> _Your objective_:
Render everything from the line containing "Target = lamp shade" down to the line containing "x=180 y=238" as a two-column CSV with the headers target_entry and marked_points, one row per entry. Put the entry's text and its answer each in a single quoted field, with line breaks replaced by spaces.

(Point placement entries)
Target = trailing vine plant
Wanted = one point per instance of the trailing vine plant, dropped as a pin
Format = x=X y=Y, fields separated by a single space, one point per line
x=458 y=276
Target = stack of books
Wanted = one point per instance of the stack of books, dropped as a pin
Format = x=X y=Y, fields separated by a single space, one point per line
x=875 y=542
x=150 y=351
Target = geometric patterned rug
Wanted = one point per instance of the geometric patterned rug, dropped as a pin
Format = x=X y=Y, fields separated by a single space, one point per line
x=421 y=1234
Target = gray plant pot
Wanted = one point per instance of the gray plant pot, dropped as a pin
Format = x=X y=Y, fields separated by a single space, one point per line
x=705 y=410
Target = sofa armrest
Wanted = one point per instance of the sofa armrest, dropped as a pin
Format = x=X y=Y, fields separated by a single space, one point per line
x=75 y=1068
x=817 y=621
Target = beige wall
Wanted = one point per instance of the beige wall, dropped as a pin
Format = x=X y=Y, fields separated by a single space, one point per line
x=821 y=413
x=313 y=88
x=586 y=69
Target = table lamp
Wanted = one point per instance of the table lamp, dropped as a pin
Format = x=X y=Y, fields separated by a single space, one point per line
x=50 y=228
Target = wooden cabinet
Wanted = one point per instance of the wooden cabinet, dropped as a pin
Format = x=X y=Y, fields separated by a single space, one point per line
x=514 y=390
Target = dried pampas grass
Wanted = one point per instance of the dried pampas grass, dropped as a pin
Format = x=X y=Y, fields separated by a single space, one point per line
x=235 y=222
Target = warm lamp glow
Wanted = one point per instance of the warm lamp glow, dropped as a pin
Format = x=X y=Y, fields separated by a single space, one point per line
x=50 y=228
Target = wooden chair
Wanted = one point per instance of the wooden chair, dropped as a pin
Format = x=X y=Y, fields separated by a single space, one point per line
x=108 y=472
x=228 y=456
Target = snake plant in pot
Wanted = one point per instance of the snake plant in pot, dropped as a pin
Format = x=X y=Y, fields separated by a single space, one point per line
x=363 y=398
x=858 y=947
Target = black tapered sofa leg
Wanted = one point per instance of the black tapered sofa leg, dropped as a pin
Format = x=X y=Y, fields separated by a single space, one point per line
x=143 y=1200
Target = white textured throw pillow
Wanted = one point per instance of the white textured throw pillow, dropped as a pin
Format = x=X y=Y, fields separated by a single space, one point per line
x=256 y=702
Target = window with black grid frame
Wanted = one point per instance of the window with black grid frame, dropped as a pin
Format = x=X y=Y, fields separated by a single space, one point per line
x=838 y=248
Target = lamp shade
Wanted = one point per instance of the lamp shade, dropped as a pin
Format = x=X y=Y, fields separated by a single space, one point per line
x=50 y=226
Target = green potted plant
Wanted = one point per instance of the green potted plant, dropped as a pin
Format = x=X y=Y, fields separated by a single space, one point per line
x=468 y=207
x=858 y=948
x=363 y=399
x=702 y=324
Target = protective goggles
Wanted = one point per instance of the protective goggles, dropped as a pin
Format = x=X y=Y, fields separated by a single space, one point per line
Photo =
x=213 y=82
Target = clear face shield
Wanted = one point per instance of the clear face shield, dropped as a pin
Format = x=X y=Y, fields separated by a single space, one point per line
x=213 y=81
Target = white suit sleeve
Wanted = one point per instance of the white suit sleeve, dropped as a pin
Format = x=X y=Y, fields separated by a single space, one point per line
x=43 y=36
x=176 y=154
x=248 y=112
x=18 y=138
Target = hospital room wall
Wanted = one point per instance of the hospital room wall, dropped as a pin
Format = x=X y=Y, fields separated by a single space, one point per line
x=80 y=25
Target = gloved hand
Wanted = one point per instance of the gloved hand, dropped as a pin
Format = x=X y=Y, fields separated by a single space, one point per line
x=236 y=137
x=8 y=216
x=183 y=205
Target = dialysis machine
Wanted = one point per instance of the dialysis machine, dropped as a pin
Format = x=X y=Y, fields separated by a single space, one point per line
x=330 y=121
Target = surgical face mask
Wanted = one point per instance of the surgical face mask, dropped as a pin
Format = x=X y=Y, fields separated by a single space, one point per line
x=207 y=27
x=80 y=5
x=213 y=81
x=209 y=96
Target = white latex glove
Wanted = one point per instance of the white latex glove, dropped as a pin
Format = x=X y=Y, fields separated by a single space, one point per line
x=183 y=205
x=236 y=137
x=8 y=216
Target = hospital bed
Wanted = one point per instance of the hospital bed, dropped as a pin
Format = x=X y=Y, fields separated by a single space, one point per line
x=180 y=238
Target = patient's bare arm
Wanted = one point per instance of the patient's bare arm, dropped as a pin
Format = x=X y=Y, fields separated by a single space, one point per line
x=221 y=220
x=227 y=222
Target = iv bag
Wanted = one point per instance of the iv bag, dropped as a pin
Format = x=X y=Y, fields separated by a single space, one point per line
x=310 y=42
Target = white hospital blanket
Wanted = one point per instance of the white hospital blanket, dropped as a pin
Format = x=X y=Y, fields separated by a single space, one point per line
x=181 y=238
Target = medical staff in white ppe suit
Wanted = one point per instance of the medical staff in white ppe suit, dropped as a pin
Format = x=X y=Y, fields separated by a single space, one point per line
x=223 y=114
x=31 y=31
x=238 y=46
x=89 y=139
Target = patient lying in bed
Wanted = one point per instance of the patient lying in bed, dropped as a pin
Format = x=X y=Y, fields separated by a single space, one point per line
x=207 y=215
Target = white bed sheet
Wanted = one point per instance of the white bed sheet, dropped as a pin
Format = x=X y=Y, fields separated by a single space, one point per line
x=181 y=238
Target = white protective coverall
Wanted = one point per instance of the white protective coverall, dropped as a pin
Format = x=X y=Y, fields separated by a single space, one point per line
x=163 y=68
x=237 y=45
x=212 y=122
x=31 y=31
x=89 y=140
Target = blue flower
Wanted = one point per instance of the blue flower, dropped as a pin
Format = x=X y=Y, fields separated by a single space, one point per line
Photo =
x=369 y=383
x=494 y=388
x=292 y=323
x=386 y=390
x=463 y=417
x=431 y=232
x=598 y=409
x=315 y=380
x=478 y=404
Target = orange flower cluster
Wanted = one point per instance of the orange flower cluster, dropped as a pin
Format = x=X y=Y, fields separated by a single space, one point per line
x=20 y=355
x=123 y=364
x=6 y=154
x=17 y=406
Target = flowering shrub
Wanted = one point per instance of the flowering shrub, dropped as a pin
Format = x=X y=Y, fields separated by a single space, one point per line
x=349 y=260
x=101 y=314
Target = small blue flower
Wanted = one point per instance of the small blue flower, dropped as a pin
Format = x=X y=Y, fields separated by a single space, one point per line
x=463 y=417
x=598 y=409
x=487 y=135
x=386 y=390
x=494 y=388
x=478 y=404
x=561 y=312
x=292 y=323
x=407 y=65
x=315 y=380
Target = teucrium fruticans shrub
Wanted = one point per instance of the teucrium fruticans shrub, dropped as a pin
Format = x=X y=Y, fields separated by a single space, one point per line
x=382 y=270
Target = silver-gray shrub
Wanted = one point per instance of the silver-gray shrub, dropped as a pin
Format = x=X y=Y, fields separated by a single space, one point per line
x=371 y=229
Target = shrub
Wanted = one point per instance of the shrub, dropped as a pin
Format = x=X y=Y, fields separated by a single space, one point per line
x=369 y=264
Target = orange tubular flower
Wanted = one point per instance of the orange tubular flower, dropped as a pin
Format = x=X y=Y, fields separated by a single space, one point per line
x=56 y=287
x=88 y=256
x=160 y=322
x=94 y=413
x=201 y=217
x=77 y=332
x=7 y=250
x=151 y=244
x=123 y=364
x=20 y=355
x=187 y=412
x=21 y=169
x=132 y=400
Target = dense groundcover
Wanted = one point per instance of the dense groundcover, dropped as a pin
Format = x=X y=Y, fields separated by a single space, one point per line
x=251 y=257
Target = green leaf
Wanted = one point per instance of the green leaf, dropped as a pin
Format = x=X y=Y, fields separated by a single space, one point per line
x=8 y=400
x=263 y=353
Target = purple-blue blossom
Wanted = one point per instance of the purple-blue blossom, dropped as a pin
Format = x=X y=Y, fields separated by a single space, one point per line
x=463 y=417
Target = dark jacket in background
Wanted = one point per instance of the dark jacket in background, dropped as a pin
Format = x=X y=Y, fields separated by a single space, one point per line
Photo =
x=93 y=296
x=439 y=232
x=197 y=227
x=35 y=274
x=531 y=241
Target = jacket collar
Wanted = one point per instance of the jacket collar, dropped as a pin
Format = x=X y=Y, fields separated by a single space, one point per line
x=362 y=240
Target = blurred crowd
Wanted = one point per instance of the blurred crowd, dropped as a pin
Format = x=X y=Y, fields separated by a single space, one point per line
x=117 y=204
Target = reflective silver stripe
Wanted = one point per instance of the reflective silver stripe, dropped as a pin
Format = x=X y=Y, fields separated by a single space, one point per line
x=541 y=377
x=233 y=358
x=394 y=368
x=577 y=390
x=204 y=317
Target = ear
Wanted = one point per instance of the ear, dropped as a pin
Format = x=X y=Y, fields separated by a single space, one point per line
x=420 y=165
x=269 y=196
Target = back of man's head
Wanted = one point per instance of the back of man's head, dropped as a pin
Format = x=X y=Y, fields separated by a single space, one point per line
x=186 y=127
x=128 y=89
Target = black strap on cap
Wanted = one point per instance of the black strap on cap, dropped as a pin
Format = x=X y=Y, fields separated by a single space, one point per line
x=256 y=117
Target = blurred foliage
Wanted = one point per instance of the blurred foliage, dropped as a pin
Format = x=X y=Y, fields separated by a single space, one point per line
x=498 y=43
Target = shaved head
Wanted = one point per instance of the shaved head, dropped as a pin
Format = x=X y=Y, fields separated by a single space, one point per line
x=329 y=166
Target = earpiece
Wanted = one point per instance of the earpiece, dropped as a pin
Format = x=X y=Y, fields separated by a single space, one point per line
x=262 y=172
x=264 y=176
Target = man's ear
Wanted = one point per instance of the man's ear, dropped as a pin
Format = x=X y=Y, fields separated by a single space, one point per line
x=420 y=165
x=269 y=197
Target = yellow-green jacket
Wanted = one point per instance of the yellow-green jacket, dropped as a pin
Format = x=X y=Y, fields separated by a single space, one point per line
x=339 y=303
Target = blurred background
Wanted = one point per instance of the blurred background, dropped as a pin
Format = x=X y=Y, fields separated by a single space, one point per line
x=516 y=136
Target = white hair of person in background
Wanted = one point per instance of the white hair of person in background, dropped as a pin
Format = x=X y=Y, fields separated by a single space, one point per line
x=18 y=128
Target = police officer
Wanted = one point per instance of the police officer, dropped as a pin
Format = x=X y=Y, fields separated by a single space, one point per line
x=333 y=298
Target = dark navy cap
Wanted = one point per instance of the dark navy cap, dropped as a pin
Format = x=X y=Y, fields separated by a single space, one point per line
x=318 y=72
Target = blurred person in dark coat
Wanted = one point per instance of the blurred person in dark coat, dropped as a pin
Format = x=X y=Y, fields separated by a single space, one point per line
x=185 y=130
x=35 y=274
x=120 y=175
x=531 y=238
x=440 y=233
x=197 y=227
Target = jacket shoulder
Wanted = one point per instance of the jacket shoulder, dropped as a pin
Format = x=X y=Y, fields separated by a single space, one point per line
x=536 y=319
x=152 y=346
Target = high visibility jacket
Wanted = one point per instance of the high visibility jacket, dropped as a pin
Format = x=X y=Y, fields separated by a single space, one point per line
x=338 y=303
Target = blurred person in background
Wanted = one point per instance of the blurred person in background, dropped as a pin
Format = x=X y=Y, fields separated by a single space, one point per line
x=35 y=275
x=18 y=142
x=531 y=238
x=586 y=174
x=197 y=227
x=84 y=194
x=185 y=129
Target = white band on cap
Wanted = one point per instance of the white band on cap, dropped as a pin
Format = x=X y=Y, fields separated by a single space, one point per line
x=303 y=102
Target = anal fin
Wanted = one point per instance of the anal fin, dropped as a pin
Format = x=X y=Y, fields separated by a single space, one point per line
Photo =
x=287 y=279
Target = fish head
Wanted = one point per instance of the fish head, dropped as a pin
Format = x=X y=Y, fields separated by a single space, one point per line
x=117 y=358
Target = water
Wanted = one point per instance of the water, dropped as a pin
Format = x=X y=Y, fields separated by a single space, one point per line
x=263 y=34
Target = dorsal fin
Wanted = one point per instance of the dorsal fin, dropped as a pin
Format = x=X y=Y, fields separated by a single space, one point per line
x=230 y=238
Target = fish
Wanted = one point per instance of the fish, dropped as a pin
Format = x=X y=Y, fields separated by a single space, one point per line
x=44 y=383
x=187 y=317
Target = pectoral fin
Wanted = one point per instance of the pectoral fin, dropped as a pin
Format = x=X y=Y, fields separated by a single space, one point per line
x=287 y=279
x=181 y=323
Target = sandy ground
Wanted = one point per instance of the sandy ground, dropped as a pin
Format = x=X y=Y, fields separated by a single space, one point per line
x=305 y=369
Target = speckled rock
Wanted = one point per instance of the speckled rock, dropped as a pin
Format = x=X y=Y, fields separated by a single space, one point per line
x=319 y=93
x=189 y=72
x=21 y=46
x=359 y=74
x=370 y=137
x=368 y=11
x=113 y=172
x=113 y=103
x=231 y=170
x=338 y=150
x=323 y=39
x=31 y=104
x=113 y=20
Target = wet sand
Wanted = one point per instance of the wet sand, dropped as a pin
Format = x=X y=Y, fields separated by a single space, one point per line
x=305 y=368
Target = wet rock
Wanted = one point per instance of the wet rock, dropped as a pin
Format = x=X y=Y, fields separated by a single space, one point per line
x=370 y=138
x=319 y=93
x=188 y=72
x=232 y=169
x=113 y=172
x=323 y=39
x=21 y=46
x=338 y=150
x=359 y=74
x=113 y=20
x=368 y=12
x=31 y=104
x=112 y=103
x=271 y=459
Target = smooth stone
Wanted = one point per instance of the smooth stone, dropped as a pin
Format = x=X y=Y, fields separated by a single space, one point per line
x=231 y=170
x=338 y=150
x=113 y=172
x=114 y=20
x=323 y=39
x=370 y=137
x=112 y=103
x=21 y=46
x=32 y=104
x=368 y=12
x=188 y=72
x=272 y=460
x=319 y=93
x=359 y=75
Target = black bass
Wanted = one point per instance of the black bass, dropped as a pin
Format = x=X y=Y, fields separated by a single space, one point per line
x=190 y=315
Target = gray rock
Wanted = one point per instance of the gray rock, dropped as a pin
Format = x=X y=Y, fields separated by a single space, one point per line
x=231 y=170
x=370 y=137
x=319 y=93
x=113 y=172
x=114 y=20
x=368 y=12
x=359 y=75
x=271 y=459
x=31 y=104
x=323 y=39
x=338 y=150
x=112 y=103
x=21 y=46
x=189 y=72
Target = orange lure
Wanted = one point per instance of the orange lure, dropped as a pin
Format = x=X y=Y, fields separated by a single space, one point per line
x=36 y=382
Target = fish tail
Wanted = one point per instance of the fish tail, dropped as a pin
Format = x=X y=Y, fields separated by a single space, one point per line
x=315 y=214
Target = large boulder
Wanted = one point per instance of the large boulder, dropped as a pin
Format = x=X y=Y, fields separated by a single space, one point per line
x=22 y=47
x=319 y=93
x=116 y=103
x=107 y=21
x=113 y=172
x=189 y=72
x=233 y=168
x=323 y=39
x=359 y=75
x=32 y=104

> _Task response_:
target_entry,marked_points
"Target = lamp shade Wanted = one point per instance of the lamp shade, dropped as a pin Format = x=X y=Y, fields separated by a single space, one point per line","x=50 y=226"
"Target = green potted plant Wanted = one point per instance of the green potted plant, dropped as a pin Format = x=X y=Y, fields separated by a single space, one point per line","x=468 y=207 x=858 y=948 x=363 y=399 x=702 y=324"
"Target = protective goggles Wanted = one point per instance of the protective goggles, dropped as a pin Format = x=X y=Y, fields separated by a single space, one point per line Photo =","x=213 y=82"
"Target = clear face shield Wanted = one point per instance of the clear face shield, dropped as a pin Format = x=X y=Y, fields separated by a single space, one point per line","x=213 y=81"
"Target = white suit sleeve Wanted = one point per instance of the white suit sleeve, dropped as a pin Format = x=X y=Y, fields separated by a single space, one point per line","x=43 y=36 x=176 y=154 x=248 y=112 x=18 y=138"
"Target = hospital room wall Wanted = one point per instance of the hospital room wall, dropped as a pin Format = x=X y=Y, fields separated by a single space, one point per line","x=80 y=25"
"Target = gloved hand Wanted = one point per instance of the gloved hand, dropped as a pin Format = x=X y=Y, fields separated by a single space, one point per line","x=236 y=137 x=8 y=216 x=183 y=205"
"Target = dialysis machine Wanted = one point per instance of the dialysis machine, dropped as a pin Format = x=X y=Y, fields separated by a single space, one point per line","x=330 y=121"
"Target = surgical face mask Wanted = one point per instance of the surgical face mask, dropped as a pin Format = x=X y=Y, fields separated by a single space, one point per line","x=207 y=27 x=80 y=5 x=213 y=81 x=209 y=96"
"Target = white latex glove Wanted = one point per instance of the white latex glove, dropped as a pin Format = x=X y=Y, fields separated by a single space, one point per line","x=183 y=205 x=236 y=137 x=8 y=216"
"Target = hospital bed Wanted = one point per instance of the hospital bed, dropped as a pin Format = x=X y=Y, fields separated by a single space, one point per line","x=180 y=238"